* **Required task**
Copy out the records in full, word for word, without pictures.
+ + + + + + +
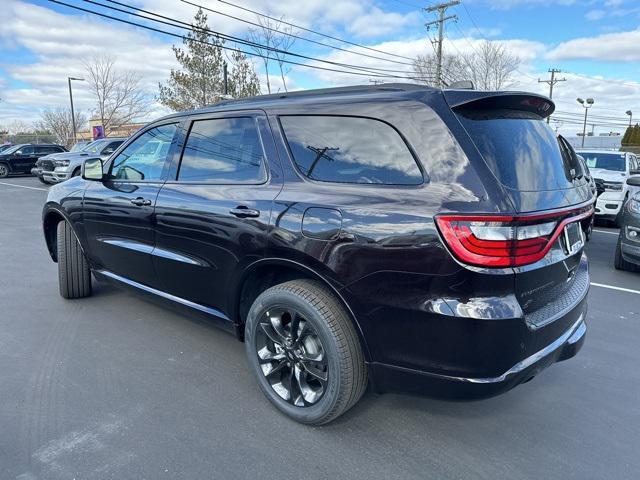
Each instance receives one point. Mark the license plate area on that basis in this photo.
(573, 238)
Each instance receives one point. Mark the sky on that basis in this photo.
(596, 44)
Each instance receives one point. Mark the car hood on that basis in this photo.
(608, 175)
(54, 156)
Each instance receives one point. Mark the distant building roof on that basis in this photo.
(604, 142)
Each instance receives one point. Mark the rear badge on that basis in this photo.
(573, 238)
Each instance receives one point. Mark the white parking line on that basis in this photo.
(22, 186)
(620, 289)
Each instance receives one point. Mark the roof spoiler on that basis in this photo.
(524, 101)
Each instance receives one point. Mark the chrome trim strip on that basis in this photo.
(178, 257)
(129, 244)
(572, 335)
(168, 296)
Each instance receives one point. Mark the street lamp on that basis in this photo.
(586, 104)
(73, 117)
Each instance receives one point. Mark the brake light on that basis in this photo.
(505, 241)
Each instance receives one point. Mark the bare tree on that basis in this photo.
(272, 40)
(59, 124)
(425, 68)
(489, 66)
(264, 40)
(118, 94)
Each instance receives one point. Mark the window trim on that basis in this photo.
(167, 163)
(188, 125)
(416, 159)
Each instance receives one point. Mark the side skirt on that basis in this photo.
(208, 313)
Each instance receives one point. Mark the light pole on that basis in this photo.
(73, 117)
(586, 104)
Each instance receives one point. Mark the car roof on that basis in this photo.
(455, 97)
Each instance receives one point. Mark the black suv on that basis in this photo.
(415, 239)
(22, 158)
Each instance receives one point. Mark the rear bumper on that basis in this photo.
(608, 208)
(394, 378)
(56, 177)
(631, 252)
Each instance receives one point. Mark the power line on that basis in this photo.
(289, 34)
(252, 54)
(313, 31)
(371, 71)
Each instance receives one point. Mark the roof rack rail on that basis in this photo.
(328, 91)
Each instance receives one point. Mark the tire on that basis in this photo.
(325, 331)
(74, 274)
(619, 262)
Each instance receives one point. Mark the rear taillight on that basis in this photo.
(505, 241)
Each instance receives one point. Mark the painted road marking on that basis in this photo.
(620, 289)
(23, 186)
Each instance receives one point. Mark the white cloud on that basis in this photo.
(609, 47)
(594, 15)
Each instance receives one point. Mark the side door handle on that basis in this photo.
(141, 202)
(242, 211)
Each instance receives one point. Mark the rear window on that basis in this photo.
(519, 148)
(350, 150)
(605, 161)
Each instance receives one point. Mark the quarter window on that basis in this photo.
(350, 150)
(144, 158)
(223, 150)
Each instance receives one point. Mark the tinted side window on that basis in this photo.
(224, 150)
(111, 147)
(144, 158)
(350, 150)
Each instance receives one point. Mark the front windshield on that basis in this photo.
(94, 147)
(10, 150)
(79, 147)
(605, 161)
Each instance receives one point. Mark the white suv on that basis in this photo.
(613, 168)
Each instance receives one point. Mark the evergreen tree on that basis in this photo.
(634, 137)
(627, 135)
(200, 81)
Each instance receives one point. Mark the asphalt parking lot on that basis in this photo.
(115, 386)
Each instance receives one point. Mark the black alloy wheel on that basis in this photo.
(304, 351)
(291, 356)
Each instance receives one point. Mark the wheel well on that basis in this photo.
(50, 226)
(266, 276)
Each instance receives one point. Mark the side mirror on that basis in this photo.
(633, 181)
(92, 170)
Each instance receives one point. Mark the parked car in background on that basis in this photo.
(613, 168)
(628, 247)
(63, 167)
(398, 234)
(81, 145)
(22, 158)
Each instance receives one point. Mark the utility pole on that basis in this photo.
(551, 82)
(226, 83)
(73, 116)
(441, 8)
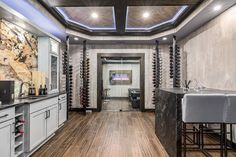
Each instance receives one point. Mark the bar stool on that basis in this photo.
(230, 116)
(204, 109)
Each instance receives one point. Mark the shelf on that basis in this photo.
(19, 114)
(17, 144)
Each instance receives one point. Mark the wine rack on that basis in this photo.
(157, 70)
(175, 63)
(64, 62)
(84, 77)
(70, 92)
(19, 131)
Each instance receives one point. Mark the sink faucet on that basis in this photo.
(21, 87)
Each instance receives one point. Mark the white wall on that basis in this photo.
(121, 90)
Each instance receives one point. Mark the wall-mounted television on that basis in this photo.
(120, 77)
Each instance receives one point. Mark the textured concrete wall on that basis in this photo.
(209, 52)
(93, 50)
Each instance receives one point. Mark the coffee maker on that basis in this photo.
(7, 91)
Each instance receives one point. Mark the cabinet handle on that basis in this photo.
(4, 116)
(14, 128)
(46, 115)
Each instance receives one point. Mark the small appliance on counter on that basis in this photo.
(7, 91)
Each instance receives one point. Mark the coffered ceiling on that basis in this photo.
(120, 17)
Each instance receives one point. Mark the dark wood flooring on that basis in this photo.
(108, 134)
(117, 105)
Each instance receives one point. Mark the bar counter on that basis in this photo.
(168, 116)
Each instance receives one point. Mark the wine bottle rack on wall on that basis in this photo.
(84, 77)
(175, 63)
(70, 86)
(157, 70)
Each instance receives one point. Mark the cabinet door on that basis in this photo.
(37, 128)
(7, 139)
(52, 120)
(62, 107)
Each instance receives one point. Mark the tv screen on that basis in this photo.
(120, 77)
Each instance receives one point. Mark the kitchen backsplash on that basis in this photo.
(18, 54)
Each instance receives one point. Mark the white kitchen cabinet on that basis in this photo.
(7, 138)
(52, 120)
(62, 109)
(48, 62)
(37, 128)
(43, 121)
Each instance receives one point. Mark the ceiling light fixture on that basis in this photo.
(76, 38)
(164, 38)
(94, 15)
(217, 7)
(146, 14)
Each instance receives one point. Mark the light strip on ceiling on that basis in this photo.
(173, 19)
(28, 11)
(62, 12)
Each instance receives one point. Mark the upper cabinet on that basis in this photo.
(48, 62)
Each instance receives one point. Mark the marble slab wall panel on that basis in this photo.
(62, 77)
(18, 54)
(93, 50)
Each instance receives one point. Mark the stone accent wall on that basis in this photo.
(18, 54)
+ + + + + + +
* **Output for this exercise**
Each instance receives one point. Mark the license plate area on that basis in this photo.
(573, 238)
Each instance receives one point. Mark the sky on that basis in this photo.
(596, 44)
Each instance receives one point. Mark the car hood on that basis in this photo.
(608, 175)
(54, 156)
Each instance receives one point. Mark the distant building roof on that basis in this photo.
(604, 142)
Each instance receives one point. Mark the rear badge on that basis in this photo.
(573, 238)
Each instance receives one point. Mark the white parking line on that basis in this photo.
(22, 186)
(620, 289)
Each instance receives one point. Mark the roof spoiler on that basis in this photo.
(524, 101)
Each instance receives one point. Mark the chrome trim strip on that basis in this photo.
(178, 257)
(129, 244)
(572, 335)
(168, 296)
Each instance receives one point. Mark the street lamp on that basis in this photo.
(586, 104)
(73, 117)
Each instance receives one point. Mark the brake light on that basis in this photo.
(505, 241)
Each instance receives one point. Mark the bare tree on that basis in this photo.
(272, 40)
(59, 124)
(425, 68)
(489, 66)
(264, 40)
(118, 94)
Each instance receives one point. Mark the window trim on that basis in this photo.
(167, 163)
(188, 125)
(416, 159)
Each instance receives one point. Mark the side skirt on that basis in this photo.
(208, 313)
Each instance receives one point. Mark the light pole on that basis in this photo.
(73, 117)
(586, 104)
Each instance receives one point. Mark the car roof on that basis in this photo.
(455, 97)
Each instance receives one point. Mark the black suv on that basis in this photo.
(415, 239)
(22, 158)
Each instance receives one point. Mark the rear bumper on that basis in this photo.
(608, 208)
(394, 378)
(56, 177)
(631, 252)
Each instance receives one point. Mark the power line on that basis in this photo.
(289, 34)
(252, 54)
(313, 31)
(371, 71)
Each instance receives one point. Mark the roof rack rail on that basis in this photo.
(328, 91)
Each instance receives one point. Mark the tire on that basis in this photo.
(325, 331)
(74, 274)
(619, 262)
Each instance receives one point. Mark the rear taillight on that basis in this photo.
(505, 241)
Each instance receives one point. Mark the painted road marking on that basis in this photo.
(620, 289)
(23, 186)
Each instance receives one point. Mark the white cloud on that basis in this photo.
(609, 47)
(594, 15)
Each instance receives one point. Mark the side door handle on that basis in this photo.
(141, 202)
(242, 211)
Each instance receives one point. Mark the rear window on that basis in this photo.
(519, 148)
(350, 150)
(605, 161)
Each instance receives one point. Mark the quarter window on that basis in this photo.
(350, 150)
(144, 158)
(223, 150)
Each instance receives one point. Mark the tinted side window on that basis in this photo.
(224, 150)
(111, 147)
(144, 158)
(350, 150)
Each instance receives one point. Mark the front windshield on that basis in this photo.
(94, 147)
(10, 150)
(79, 147)
(605, 161)
Each instance receives one point. Mark the white suv on that basis in this photo.
(613, 168)
Each instance receives one point. Mark the evergreen tree on that basis in this photo.
(634, 137)
(627, 135)
(200, 81)
Each instance receives one point. Mark the asphalt parking lot on that basis in this photo.
(115, 386)
Each instance receives one point. Mark the black alloy wheel on that basis in this photo.
(304, 351)
(291, 356)
Each instance receives one point. Mark the wheel well on that basis in this photo.
(50, 226)
(266, 276)
Each instance receives one point. Mark the side mirror on that basis in this photo.
(633, 181)
(92, 170)
Each instance receives one point. Mark the parked car in background on that basis in this photo.
(613, 168)
(628, 247)
(63, 167)
(398, 234)
(81, 145)
(22, 158)
Each instance receives one point. Mark the utility pole on that basis in this photo.
(551, 82)
(226, 83)
(73, 116)
(441, 8)
Each instance receives one point. Mark the bar stool on that basis in this photo.
(230, 116)
(204, 109)
Each instance receives one point. Mark the shelf on that basis in this photo.
(19, 114)
(17, 144)
Each instance receives one point. Mark the wine rack on that basis in this photo.
(157, 70)
(175, 63)
(64, 62)
(84, 77)
(70, 92)
(19, 131)
Each instance receives one point. Mark the sink faucet on that basis in this photo.
(21, 87)
Each instance receives one point. Mark the white wall on that basis in this photo.
(121, 90)
Each instance receives one point. Mark the wall-mounted television on that basis in this photo.
(120, 77)
Each instance receives one point. Mark the textured concrete wall on that basis in this photo.
(209, 52)
(93, 50)
Each instance receives one point. Mark the coffee maker on that basis in this photo.
(7, 91)
Each instance receives one point. Mark the cabinet handle on that basis in this photo.
(4, 116)
(14, 128)
(46, 115)
Each instance receives one point. Mark the small appliance on counter on that basis in this photo.
(7, 91)
Each instance receives one point. Mark the coffered ceiling on that basis in this photo.
(120, 17)
Each instance receives one point. Mark the dark wood flooring on that basis in this photo.
(108, 134)
(117, 105)
Each instance receives one point. Mark the bar counter on that basis in this photo.
(168, 116)
Each instance receives one point. Mark the wine bottle rack on wall on that basis in this photo.
(84, 77)
(175, 63)
(70, 86)
(157, 70)
Each instance receives one point. Mark the cabinet door on that basis in this photo.
(37, 128)
(7, 139)
(52, 120)
(62, 107)
Each instance receives one point. Mark the tv screen on that basis in this photo.
(120, 77)
Each instance receives one point. Mark the kitchen backsplash on that basis in this photo.
(18, 54)
Each instance receives one point. Mark the white kitchen cabinet on that basis in this photo.
(7, 138)
(52, 120)
(62, 109)
(48, 62)
(37, 128)
(43, 121)
Each instance receives one point. Mark the ceiling light fixture on that basis in this photo.
(76, 38)
(164, 38)
(94, 15)
(217, 7)
(146, 14)
Each instance receives one point. Mark the light strip on ceiling on that basis in this photo.
(173, 19)
(28, 11)
(62, 12)
Each instance receives one point. Mark the upper cabinet on that basis in this photo.
(48, 62)
Each instance receives one point. Mark the marble slab wall panel on that basis in this photo.
(62, 77)
(18, 54)
(93, 50)
Each instance receives one point. Mark the stone accent wall on that basis in this photo.
(18, 54)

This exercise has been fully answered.